EXERCISE OBJECTIVE: Print each entry exactly, all the way through.

[Entries taken from a collection]
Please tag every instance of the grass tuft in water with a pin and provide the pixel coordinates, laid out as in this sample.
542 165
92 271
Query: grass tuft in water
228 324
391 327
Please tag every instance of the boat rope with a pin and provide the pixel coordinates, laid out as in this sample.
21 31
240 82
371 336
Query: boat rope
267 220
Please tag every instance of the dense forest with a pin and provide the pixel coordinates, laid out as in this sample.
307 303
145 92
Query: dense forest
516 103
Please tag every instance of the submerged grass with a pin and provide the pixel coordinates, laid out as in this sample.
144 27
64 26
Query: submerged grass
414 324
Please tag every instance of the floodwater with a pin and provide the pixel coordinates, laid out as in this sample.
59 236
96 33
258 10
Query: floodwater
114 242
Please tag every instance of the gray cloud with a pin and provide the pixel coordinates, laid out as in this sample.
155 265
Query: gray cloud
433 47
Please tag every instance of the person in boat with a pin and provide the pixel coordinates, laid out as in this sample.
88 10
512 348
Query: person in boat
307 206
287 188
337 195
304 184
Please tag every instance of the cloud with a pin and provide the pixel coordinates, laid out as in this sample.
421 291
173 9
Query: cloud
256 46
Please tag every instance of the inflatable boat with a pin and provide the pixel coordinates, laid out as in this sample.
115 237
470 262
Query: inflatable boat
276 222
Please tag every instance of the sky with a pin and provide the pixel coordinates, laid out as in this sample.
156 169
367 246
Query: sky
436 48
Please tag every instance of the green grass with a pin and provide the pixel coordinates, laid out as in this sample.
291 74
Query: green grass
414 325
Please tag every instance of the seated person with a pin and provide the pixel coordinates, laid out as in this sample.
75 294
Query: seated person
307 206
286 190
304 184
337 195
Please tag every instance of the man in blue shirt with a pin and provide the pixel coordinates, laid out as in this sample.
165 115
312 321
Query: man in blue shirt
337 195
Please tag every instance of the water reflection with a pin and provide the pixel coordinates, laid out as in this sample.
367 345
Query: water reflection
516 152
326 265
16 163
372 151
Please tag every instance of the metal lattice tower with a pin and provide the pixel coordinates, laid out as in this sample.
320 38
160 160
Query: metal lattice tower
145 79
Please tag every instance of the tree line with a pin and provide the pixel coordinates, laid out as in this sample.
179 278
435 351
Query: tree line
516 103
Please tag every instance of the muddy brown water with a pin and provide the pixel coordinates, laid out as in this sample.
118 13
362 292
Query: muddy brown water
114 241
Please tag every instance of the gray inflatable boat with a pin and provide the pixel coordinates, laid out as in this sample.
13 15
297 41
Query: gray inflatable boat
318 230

OUTPUT FOR THIS EXERCISE:
Please tag every instance of the grass tuft in water with a pin and provide the pixel coordinates, laid out as in this sample.
542 165
92 271
Query: grass tuft in water
228 324
391 327
Please tag every instance of the boat rope with a pin and provide the pixel coordinates, laid out as in this sample.
21 31
240 82
371 336
Query: boat rope
267 220
Please tag every instance of the dense forest with a pin and provide the pixel coordinates, laid out as in this sample.
307 303
145 92
Query: dense forest
516 103
Please tag every instance of the submerged grass with a pin and provide the pixel coordinates, laid out as in this sample.
144 27
64 26
Query: submerged grass
414 324
Please tag every instance of the floodwater with a pin and provide the pixel coordinates, laid out as in this sample.
59 236
96 33
258 10
Query: floodwater
114 242
Please tag every instance of the gray cloud with a pin and provide the pixel coordinates, laid out as in this sample.
155 265
Query: gray cloud
433 47
Please tag every instance of the person in boat with a pin and provide the pixel coordinates, laid out as in this sample.
88 10
512 348
Query: person in boat
307 206
287 188
337 195
304 184
Please tag every instance of the cloud with a pin and provide the pixel coordinates, laid out as in this sample.
421 291
173 9
Query: cloud
256 46
Please tag every instance of the inflatable boat with a pin and provide the pixel coordinates, laid out as in this sample.
115 237
470 262
Query: inflatable boat
276 222
Please tag every instance of the sky with a pin and provide the pixel coordinates, laid out as in this sample.
156 169
367 246
Query: sky
436 48
Please tag every instance of the green grass with a pin and provide the pixel coordinates, laid out as in this sample.
291 74
Query: green grass
414 325
Please tag every instance of the seated person with a pin and provide the pixel coordinates, laid out as in this sample.
75 294
Query: seated person
307 206
286 190
304 184
337 195
Please tag every instance of the man in blue shirt with a pin and provide the pixel coordinates, laid out as in this sample.
165 115
312 321
Query: man in blue shirt
337 195
Please tag every instance of the water reflection with a pin and provide the pixel coordinates, laid out as in this sample.
367 345
Query: water reflection
516 152
326 265
16 163
372 151
Please tag every instance of the metal lattice tower with a pin and provide the pixel coordinates, laid out as in this sample.
320 38
160 160
Query: metal lattice tower
145 79
Please tag every instance of the tree line with a pin and provide the pixel coordinates, laid out as in this sample.
179 278
435 351
Query: tree line
516 103
Please tag every instance of the muddy brown water with a pin and provide the pixel coordinates, laid out as in this sample.
118 13
362 292
Query: muddy brown water
114 241
Please tag every instance of the gray inflatable boat with a pin and provide the pixel coordinates, laid out as in this sample.
13 15
297 41
Query: gray inflatable boat
318 230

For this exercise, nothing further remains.